MATERIAL SHOWN: Begin

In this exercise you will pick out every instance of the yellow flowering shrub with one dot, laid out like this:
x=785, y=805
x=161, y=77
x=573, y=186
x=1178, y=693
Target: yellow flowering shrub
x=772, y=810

MATERIAL SHOWN: End
MATERIAL SHOWN: Begin

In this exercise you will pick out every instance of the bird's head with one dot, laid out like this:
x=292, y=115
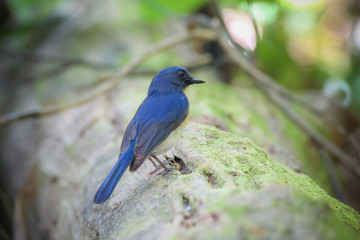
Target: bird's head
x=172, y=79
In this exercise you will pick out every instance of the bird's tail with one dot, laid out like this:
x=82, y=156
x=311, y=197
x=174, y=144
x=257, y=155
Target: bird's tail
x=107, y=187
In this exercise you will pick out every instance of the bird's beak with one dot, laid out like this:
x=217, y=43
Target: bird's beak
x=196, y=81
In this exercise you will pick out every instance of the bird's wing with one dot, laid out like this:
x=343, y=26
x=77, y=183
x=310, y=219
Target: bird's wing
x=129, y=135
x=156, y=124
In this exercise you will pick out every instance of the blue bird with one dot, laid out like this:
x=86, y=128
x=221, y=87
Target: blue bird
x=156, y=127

MATERIAL SHOWN: End

* [ASSIGNED TASK]: Identify the lines of the entries containing the string "every". Copy each such line.

* [ANSWER TO THIS TASK]:
In this exercise you will pick out every instance of the yellow flowering shrub with one dot, laid out like this:
In this exercise you will pick out every instance of the bird's head with one dot, laid out like this:
In this exercise you will pick out every instance of the bird's tail with one dot, laid out like this:
In this exercise you will pick out every instance of the bird's beak with one dot, laid out like this:
In this exercise you will pick out every instance of the bird's wing with one dot, laid out like this:
In this exercise you will pick out every instance of the blue bird with one dot, laid out like this:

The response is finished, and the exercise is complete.